**EXTRACT PROVIDED**

====================

PEP 810: Explicit lazy imports

We could special case LOAD_FAST but that can have performance implications and it will only be done to cover a very weird case (accessing the thing via globals) so we think this is the correct compromise for this edge case. I also suspect @markshannon will not be a fan if we mess with LOAD_FAST.

What you want the PEP to say? That accessing an arbitrary attribute on a PyLazyImportObject will trigger an error? I think we can say that but is a bit of a slippery slope: should we say all the ways doing things with a PyLazyImportObject can create errors?

Thanks @markshannon for your thoughtful comments. I suspect that everyone wants the same thing here.

I wonder if it would be more productive since Discourse is difficult (at least for me) to add your specific thoughts on the PEP itself as comments. It might reduce the cognitive load and help with misinterpretation of ideas.

2 Likes

It may be worth having an one of the examples in the reification section demonstrate that any access of any lazy object from a global variable - not just those directly from lazy import statements - will cause that object to reify.

Currently you have the example of resolved where you explicitly call .resolve()[1], although the result of the subsequent print statements would be the same without this call as the lookup of resolved for the print statement would reify.


  1. I assume that this has replaced .get() but that it hasn’t made it into the reference implementation yet. ↩︎

2 Likes

Thanks for the comment, this is a good suggestion. I will discuss this with the team since they are already concerned about the size of the PEP (with good reason) and the longer the PEP the harder is to evaluate and read. I still think this is net positive so I will try to make a case but please understand if we decided to not add it at the end.

2 Likes

I think “more complicated” and “creates more edge cases” are both essentially ways to say the same thing, no? Or at least getting at the same thing: we are trying to estimate the likely “blast radius” of the change, and the more complex something is the more ways that it can go wrong — hence more edge cases.

In this vein, I would like to argue that the global reference swapping approach feels dramatically less complicated to me than the object transformation approach. I am very used to references changing their values, that happens every time I reassign a variable. Objects mutating on the other hand, always feels dangerous because there’s a bunch of ways it can go wrong: if you don’t perfectly do it atomically, you may end up in weird intermediate states. Objects changing class is a bird of a different feather altogether and feels unprecedented.

Honestly, though, discussions of which approach is more complex or creates more edge cases feels like it buries the lede here — if you are going to support lazy from imports (which I think we should), the transformation approach is unworkable, which means that the transformation approach is necessarily more complicated and creates more edge cases, because you end up needing to do both things, so you get all the downsides of the transformation approach when using modules, all the downsides of the reificiation approach when doing attribute imports, and then on top of that you have the added complexity and mental load coming from the fact that you have to deal with both at the same time (plus users will not understand that these two things will be using very diferent mechanisms).

11 Likes

In relation to something as simple as:

from stdlib_new_module import lazy_import, resolve_lazy_import

np = lazy_import('numpy')
print(type(np))    # LazyImport

def foo():
    # Will only use it once here
    a = np.array([])

def bar():
    # Will use it many times
    # So to not incur LazyImport (proxy) cost
    np = resolve_lazy_import(np)
    b = np.array([])
    c = np.array([])
    d = np.array([])

====================

**MATERIAL**
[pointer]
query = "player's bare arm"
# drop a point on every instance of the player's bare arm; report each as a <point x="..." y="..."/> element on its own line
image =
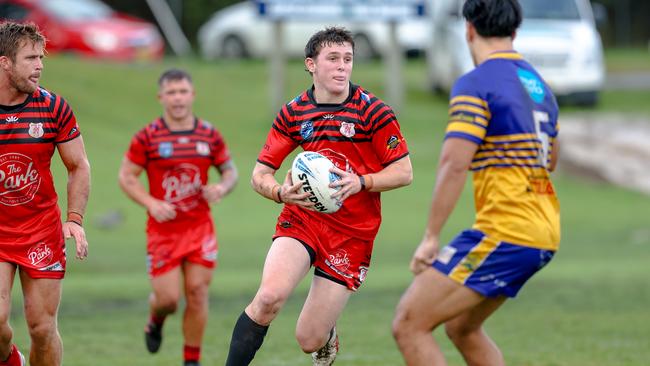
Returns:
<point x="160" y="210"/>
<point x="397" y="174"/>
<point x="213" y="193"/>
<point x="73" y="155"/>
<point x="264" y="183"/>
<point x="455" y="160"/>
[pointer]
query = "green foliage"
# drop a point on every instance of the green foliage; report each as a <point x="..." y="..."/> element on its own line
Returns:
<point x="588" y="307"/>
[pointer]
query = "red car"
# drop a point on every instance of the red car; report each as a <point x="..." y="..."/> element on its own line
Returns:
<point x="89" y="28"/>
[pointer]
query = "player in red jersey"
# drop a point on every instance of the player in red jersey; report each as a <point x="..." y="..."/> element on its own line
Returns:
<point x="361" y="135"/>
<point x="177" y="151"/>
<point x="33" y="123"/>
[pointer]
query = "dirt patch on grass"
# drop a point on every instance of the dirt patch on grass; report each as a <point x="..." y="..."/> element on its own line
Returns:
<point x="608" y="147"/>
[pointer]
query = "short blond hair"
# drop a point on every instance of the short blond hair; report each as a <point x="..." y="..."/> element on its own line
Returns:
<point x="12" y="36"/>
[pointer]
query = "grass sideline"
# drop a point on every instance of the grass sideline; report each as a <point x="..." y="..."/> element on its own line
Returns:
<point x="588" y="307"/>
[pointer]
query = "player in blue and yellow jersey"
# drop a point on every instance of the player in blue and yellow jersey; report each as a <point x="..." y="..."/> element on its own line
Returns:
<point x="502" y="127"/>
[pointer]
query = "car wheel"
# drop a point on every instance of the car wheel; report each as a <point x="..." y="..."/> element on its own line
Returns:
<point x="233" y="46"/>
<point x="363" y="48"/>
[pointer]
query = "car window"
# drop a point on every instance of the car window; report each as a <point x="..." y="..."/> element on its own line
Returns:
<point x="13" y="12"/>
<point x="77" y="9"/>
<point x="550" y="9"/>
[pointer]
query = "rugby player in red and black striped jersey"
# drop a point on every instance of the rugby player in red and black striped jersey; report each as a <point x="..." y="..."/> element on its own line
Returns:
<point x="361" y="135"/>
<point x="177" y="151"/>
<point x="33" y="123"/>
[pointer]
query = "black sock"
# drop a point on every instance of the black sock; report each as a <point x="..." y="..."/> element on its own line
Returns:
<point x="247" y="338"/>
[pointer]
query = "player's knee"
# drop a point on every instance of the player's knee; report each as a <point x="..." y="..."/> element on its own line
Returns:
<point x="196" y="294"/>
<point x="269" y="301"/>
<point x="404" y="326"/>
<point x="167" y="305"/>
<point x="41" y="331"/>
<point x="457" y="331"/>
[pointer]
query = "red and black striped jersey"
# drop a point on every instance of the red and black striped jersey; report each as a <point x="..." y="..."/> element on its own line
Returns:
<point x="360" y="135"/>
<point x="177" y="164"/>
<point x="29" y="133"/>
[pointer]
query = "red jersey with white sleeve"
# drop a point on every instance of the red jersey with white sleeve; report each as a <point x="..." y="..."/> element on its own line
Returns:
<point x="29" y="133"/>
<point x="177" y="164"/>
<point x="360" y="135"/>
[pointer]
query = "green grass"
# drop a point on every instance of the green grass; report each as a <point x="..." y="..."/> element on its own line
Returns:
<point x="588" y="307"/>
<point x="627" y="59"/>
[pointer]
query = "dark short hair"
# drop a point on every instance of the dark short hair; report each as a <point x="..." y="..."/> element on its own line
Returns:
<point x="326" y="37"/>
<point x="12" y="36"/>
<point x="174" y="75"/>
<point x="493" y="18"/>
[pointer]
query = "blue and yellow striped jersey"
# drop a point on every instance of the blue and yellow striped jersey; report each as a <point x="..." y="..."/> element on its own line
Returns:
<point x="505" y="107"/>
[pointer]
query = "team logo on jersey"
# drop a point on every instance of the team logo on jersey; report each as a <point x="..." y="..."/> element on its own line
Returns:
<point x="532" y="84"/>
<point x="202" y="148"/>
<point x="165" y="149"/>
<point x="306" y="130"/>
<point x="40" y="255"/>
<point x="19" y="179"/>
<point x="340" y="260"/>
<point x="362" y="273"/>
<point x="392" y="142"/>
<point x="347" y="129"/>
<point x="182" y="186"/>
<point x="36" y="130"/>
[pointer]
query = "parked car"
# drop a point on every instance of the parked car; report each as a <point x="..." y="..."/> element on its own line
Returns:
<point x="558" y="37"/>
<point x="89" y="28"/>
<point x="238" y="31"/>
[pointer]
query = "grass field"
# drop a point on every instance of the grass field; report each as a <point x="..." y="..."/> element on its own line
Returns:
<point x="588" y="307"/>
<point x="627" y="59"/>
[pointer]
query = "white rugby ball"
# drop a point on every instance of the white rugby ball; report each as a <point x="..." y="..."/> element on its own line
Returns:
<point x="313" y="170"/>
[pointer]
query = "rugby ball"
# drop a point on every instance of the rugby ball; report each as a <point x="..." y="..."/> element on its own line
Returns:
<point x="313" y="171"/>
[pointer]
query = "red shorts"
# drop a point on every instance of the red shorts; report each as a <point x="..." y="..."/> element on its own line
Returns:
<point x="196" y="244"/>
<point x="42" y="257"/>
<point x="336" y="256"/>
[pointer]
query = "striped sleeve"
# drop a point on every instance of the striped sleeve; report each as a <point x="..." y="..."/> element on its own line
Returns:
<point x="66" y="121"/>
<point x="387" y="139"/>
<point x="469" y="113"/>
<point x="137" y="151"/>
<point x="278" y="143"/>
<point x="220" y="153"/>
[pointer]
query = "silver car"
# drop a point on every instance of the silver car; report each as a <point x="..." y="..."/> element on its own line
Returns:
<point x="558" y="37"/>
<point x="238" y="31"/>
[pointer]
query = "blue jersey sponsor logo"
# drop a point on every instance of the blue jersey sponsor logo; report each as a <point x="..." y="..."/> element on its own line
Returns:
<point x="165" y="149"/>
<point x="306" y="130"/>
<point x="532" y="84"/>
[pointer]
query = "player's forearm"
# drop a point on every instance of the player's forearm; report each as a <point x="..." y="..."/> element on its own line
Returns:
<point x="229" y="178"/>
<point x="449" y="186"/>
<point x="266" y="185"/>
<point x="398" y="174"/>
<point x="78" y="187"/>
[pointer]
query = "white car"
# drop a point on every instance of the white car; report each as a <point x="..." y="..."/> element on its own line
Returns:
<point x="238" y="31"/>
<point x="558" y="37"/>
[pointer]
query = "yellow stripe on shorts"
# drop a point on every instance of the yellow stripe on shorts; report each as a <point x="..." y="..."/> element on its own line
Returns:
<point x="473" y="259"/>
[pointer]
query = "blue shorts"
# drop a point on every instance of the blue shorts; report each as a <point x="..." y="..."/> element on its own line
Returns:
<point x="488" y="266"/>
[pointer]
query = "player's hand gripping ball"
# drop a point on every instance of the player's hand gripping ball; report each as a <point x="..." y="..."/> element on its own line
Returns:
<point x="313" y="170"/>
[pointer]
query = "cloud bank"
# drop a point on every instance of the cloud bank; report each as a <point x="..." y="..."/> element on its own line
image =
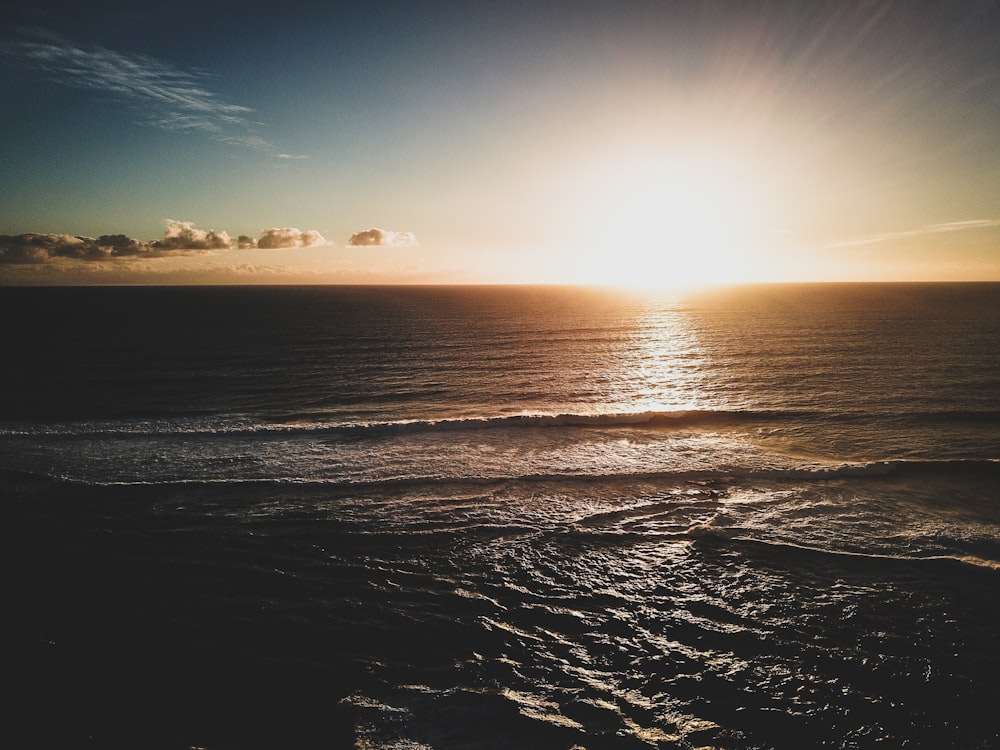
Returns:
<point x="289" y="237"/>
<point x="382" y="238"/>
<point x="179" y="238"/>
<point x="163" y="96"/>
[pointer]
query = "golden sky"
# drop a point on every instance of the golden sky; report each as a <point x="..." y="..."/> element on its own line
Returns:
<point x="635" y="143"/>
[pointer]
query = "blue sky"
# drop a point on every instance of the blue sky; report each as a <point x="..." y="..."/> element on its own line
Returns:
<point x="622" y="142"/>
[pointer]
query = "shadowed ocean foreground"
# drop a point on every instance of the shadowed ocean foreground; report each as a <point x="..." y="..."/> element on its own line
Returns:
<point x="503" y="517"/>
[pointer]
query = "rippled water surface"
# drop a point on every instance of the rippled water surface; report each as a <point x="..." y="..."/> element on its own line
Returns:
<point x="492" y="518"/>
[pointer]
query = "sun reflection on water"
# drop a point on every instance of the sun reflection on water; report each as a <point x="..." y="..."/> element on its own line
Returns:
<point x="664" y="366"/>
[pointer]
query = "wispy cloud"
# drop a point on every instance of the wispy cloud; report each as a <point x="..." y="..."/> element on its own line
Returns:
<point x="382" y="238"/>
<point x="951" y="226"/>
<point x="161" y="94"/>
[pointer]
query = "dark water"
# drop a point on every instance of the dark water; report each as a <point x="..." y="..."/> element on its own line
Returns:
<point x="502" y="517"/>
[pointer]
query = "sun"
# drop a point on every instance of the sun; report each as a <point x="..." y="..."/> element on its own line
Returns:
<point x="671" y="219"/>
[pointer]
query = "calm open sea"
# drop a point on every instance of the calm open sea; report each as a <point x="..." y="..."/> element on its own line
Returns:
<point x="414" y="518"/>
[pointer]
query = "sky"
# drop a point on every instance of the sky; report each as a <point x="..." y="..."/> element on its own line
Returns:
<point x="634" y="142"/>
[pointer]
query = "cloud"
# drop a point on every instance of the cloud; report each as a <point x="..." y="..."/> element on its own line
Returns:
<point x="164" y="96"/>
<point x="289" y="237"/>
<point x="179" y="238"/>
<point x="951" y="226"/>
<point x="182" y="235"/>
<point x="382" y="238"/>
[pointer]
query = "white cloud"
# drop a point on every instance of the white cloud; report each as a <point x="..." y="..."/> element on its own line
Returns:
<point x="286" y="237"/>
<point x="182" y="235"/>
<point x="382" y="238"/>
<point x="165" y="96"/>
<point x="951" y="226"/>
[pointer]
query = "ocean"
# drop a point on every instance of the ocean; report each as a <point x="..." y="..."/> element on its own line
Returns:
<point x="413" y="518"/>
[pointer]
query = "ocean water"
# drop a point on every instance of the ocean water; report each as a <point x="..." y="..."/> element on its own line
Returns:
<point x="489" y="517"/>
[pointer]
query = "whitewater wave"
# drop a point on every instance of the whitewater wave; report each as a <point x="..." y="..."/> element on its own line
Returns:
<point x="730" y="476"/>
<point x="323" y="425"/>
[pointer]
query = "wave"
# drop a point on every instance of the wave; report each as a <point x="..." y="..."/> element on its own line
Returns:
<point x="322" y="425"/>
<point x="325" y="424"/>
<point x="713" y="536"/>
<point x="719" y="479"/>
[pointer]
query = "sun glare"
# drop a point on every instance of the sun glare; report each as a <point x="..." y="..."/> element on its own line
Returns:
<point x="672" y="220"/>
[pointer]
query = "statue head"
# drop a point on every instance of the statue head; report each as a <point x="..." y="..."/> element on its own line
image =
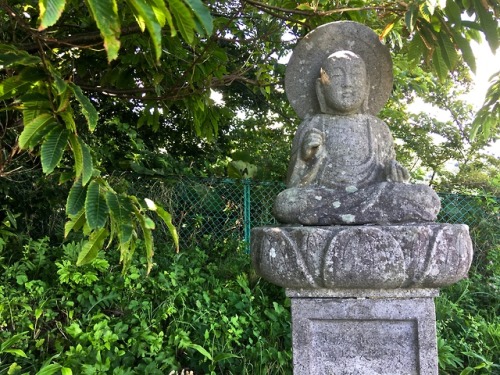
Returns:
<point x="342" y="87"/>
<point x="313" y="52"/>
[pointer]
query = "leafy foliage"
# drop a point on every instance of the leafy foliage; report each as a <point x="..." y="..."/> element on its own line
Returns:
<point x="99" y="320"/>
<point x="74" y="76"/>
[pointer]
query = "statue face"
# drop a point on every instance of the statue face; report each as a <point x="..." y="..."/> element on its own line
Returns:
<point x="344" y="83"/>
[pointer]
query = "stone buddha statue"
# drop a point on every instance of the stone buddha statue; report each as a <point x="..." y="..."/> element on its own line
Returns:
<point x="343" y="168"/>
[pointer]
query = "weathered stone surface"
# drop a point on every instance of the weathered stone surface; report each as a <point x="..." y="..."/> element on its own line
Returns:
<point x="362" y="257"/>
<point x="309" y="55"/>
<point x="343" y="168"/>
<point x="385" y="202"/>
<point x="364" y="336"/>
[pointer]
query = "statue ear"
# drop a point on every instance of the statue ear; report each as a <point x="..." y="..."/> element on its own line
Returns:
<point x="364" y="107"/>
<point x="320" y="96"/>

====================

**ACTIONS TO TAKE**
#1 Rewrite the stretch of the lazy imports thread from "I wonder if" through "misinterpretation of ideas.", putting "the forum" in place of "Discourse".
#2 In the code at the end of the lazy imports thread, which variable names get assigned a value inside the function bar?
Rely only on the lazy imports thread, not on the records.

**LIST OF SOLUTIONS**
#1
I wonder if it would be more productive since the forum is difficult (at least for me) to add your specific thoughts on the PEP itself as comments. It might reduce the cognitive load and help with misinterpretation of ideas.

#2 np, b, c, d